APPLY WHAT YOU READ |
A. List every direction of joystick deflection that the joystick steering text names.
B. Answer these questions from the joystick steering text, one per line:
(i) What does the y_axis deflection determine?
(ii) What does the x_axis deflection determine?
(iii) What kind of turn results from less left-or-right deflection?
C. Reproduce the part of the joystick steering text starting with "- The amount of left-or-right" and going on through "deflection = shallower turn.".

DOCUMENT PASSAGE |
━━━━━━━━

Based on the y_axis deflection, (forward and backward), I determine the base speed, either as a positive number, (forward), or as a negative number (backward)
Based on the x_axis deflection, (left or right), I determine the “differential speed”, (how much slower must the inside wheel turn than the outside wheel).
So, overall, what happens is this:
- The amount of forward or backward deflection of the joystick determines how fast the robot wants to go overall.
- The amount of left-or-right deflection of the joystick causes the left or right wheel to slow down by a corresponding amount.
Therefore:
- If the joystick is pushed all the way forward and is canted to the left, it will make a rapid left-hand turn. In the same way, if the joystick is pushed partially forward and to the right, it will make a slower right-hand turn.
- The harder the joystick is pushed to the left or right determines the steepness of the turn - less deflection = shallower turn.

━━━━━━━━

DATA PROVIDED |
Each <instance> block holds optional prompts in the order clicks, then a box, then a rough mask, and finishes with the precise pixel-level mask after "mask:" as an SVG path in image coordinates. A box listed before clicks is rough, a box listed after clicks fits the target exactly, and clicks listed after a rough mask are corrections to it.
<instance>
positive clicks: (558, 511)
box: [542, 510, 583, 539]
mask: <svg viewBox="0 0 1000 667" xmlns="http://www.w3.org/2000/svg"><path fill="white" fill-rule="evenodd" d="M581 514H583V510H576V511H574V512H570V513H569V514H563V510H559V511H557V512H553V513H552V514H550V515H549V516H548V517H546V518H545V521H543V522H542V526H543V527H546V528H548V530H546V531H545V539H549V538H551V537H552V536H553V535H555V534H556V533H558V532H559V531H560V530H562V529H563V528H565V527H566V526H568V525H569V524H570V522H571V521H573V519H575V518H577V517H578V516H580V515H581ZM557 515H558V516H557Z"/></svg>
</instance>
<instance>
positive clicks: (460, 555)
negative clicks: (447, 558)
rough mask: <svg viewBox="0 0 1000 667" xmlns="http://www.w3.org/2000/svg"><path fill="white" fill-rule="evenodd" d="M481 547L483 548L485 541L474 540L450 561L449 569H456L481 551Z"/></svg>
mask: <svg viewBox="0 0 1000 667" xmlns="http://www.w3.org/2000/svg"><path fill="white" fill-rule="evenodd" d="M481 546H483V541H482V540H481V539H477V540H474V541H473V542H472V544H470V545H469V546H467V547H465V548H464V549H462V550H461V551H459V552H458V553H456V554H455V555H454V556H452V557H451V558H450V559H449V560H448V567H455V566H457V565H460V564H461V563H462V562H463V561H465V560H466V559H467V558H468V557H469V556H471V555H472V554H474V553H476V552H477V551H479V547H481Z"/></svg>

━━━━━━━━

RESPONSES TO THE EXERCISE |
A. forward, backward, left, right

B.
(i) The base speed, positive for forward and negative for backward.
(ii) The differential speed, meaning how much slower the inside wheel must turn than the outside wheel.
(iii) A shallower turn.

C.
- The amount of left-or-right deflection of the joystick causes the left or right wheel to slow down by a corresponding amount.
Therefore:
- If the joystick is pushed all the way forward and is canted to the left, it will make a rapid left-hand turn. In the same way, if the joystick is pushed partially forward and to the right, it will make a slower right-hand turn.
- The harder the joystick is pushed to the left or right determines the steepness of the turn - less deflection = shallower turn.